WORK ORDER: Among the entries below, copy every line that carries the word "glove".

EXTRACTED INFORMATION:
○ ○ ○ ○ ○ ○ ○
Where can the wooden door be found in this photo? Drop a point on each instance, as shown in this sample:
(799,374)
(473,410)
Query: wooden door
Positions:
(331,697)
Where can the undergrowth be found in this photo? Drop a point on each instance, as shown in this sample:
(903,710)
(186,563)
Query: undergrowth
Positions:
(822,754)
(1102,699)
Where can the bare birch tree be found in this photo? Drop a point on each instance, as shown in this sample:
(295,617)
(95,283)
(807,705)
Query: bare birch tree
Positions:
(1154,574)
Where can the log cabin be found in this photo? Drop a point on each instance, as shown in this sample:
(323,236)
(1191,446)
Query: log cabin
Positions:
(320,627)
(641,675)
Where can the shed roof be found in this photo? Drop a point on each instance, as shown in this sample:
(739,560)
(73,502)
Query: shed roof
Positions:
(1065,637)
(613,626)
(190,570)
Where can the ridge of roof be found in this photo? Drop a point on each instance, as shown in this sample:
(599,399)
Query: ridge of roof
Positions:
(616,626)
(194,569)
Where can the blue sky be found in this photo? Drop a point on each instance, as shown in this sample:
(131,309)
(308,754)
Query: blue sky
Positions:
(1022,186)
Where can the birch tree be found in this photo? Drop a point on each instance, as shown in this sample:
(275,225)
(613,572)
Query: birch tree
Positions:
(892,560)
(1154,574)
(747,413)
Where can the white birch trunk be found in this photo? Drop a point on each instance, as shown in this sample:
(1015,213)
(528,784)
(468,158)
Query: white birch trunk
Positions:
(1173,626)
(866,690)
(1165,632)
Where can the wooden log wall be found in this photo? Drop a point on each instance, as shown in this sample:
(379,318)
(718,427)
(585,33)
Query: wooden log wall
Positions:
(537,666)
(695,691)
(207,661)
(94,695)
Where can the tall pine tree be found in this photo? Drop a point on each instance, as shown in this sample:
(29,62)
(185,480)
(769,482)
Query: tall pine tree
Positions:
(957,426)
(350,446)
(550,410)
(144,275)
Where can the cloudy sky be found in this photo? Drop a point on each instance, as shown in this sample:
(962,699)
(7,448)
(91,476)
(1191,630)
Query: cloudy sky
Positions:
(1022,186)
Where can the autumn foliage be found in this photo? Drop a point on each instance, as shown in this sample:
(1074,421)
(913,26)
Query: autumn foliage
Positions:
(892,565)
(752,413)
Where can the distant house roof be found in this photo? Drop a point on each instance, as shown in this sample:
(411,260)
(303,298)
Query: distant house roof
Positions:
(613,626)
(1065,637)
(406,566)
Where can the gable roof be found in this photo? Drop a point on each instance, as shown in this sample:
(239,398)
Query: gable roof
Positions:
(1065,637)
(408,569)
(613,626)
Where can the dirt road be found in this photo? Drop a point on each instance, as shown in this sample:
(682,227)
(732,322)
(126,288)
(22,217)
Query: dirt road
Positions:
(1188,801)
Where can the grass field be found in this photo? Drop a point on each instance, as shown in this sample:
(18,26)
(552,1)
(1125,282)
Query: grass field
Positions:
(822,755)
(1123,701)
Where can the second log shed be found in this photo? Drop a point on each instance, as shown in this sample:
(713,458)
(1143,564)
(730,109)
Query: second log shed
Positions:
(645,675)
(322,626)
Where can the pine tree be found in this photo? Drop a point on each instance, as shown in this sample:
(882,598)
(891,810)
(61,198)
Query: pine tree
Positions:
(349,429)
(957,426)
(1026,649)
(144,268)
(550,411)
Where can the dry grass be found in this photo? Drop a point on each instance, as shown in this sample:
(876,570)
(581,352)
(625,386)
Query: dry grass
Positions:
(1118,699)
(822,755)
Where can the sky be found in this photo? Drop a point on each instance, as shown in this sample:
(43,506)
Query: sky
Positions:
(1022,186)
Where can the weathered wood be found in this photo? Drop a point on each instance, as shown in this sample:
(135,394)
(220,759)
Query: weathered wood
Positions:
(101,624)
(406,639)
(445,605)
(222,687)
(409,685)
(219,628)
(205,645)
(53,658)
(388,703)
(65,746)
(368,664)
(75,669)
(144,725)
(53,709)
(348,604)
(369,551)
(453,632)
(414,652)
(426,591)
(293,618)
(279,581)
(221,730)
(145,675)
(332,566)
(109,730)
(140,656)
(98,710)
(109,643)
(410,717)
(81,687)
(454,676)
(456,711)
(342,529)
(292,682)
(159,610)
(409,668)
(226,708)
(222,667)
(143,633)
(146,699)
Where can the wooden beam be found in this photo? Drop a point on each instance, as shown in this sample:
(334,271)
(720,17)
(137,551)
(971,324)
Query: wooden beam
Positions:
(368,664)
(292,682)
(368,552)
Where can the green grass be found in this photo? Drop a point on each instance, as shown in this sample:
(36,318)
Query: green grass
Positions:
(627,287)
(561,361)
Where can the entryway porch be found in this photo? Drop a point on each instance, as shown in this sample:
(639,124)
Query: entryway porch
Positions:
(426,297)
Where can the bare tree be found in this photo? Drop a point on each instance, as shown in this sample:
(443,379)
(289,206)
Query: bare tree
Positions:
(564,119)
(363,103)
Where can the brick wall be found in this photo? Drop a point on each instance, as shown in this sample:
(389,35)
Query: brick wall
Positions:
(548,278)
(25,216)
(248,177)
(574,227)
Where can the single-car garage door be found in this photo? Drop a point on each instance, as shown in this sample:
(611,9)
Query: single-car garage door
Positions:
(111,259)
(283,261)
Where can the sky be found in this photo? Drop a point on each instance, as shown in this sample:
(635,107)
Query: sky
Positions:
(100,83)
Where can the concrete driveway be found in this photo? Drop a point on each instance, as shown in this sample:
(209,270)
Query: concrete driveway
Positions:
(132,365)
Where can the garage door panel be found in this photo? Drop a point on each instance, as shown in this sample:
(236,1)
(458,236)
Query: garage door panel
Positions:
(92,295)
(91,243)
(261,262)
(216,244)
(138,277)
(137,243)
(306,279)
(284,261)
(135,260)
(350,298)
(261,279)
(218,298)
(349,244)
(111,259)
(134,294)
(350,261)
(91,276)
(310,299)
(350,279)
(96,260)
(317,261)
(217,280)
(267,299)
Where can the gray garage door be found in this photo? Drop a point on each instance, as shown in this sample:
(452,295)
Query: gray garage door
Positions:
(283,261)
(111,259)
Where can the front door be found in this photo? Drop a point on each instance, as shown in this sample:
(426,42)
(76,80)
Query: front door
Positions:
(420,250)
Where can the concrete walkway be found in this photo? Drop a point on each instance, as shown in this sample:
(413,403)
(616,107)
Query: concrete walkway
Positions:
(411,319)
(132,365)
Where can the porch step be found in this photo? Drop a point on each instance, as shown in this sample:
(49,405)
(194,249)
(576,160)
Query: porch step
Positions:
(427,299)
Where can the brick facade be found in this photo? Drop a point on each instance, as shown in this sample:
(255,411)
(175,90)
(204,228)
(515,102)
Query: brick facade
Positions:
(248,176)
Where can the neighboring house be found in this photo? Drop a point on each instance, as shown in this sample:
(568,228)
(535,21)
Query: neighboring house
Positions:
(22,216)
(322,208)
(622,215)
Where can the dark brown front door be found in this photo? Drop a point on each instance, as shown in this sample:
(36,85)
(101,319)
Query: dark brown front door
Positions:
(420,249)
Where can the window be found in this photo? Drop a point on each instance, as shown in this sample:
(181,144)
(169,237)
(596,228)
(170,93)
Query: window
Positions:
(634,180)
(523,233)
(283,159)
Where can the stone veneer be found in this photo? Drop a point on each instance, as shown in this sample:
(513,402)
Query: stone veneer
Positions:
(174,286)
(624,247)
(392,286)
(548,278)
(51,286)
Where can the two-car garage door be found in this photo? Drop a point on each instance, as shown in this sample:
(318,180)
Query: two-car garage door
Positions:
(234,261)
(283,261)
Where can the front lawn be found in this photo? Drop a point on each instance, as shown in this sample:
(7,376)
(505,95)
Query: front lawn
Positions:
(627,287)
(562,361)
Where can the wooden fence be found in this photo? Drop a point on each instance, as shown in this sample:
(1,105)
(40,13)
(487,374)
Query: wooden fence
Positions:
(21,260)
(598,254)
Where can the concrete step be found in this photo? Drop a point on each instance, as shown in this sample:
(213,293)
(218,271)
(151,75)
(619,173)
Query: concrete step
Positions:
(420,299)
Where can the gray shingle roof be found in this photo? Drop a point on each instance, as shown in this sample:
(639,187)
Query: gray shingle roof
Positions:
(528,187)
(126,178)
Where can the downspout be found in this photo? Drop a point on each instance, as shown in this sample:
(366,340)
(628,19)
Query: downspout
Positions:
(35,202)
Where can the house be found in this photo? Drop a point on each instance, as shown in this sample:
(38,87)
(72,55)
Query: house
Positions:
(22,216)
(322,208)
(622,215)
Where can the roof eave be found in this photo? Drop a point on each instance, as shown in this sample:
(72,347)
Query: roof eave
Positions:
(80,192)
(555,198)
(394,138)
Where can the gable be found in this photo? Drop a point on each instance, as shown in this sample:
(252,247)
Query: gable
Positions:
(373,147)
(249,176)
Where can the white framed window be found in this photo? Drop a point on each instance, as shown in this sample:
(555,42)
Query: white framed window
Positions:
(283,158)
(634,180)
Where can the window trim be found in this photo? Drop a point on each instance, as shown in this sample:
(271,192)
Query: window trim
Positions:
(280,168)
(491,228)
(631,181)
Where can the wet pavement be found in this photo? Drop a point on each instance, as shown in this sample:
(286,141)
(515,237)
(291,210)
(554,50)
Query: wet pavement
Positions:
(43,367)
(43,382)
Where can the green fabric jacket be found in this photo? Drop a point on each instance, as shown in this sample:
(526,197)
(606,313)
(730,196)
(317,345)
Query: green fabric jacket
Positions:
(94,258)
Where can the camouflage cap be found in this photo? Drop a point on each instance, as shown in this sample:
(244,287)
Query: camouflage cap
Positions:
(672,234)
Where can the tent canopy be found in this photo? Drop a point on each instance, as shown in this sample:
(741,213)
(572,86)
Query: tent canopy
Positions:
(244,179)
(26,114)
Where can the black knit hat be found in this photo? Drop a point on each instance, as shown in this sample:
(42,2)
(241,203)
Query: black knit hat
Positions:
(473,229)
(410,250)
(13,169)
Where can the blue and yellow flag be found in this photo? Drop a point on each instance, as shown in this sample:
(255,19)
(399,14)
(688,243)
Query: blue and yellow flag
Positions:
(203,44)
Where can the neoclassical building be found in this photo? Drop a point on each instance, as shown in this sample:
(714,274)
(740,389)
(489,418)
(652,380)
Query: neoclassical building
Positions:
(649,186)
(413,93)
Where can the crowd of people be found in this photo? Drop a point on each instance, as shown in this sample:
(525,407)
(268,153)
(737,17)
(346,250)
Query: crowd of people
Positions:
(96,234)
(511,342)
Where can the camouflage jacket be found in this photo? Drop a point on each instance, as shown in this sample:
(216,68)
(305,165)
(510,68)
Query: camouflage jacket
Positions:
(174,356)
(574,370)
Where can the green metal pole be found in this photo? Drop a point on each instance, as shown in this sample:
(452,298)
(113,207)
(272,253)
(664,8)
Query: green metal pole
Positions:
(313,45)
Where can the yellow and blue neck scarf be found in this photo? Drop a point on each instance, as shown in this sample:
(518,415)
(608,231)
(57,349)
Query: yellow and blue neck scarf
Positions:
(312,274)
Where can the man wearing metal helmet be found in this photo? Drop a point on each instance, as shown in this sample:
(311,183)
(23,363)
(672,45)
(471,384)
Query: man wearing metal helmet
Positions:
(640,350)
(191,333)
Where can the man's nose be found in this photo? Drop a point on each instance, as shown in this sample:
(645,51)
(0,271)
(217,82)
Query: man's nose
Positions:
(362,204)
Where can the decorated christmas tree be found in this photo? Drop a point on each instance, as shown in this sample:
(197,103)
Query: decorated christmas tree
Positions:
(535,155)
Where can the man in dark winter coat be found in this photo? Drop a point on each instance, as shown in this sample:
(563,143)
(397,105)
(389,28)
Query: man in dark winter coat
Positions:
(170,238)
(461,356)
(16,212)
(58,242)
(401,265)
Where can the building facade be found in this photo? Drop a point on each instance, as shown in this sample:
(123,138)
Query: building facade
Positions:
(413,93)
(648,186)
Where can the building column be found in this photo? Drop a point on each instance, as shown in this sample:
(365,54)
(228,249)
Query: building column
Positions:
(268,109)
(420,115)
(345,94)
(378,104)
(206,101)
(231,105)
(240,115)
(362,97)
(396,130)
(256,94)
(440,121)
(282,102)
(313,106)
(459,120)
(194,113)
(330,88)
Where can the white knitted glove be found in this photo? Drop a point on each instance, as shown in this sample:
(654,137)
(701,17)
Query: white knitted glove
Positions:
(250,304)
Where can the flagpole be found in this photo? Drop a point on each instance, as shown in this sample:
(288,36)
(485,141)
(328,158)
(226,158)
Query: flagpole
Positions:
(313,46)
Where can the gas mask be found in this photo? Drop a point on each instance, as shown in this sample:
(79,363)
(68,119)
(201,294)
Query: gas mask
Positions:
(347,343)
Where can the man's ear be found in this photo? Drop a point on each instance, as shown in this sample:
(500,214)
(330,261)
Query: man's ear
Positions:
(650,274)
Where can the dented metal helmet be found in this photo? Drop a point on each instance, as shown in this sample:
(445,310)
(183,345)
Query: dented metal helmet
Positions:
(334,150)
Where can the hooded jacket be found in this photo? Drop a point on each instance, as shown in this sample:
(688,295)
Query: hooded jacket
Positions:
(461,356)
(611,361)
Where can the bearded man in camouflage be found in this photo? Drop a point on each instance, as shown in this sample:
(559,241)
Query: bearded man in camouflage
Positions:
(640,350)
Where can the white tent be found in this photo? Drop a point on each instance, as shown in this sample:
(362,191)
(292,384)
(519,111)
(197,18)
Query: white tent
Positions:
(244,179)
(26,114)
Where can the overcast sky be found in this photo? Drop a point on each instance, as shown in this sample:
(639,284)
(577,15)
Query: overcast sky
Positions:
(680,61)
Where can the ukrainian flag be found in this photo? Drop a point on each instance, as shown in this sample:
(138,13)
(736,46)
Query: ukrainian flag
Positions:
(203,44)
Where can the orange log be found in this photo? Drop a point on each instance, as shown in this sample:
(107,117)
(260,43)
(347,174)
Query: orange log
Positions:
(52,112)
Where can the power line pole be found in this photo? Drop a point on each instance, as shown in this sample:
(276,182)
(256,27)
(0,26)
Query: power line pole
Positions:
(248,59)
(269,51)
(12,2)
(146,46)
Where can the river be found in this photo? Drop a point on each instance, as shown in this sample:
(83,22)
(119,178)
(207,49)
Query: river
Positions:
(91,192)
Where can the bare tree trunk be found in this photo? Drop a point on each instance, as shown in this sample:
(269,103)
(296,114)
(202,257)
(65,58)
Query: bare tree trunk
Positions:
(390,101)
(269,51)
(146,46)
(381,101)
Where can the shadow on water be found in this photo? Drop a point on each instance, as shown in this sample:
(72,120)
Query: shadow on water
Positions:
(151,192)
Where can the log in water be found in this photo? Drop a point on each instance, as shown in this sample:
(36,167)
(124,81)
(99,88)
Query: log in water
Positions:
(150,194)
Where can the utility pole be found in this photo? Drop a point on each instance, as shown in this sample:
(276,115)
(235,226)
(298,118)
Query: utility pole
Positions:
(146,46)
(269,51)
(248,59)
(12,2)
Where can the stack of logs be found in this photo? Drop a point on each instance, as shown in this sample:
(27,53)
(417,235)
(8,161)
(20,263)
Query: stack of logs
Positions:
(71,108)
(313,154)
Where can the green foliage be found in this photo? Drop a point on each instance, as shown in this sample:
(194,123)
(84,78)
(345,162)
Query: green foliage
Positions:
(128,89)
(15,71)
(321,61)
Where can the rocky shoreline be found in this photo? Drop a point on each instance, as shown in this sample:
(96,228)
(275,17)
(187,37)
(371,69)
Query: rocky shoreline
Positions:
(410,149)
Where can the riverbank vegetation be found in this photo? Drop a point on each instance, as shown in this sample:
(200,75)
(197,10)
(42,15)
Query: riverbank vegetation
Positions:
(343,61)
○ ○ ○ ○ ○ ○ ○
OUTPUT BELOW:
Where can the white knitted glove be found in this photo? Drop a point on each instance, as shown in this sample:
Query: white knitted glove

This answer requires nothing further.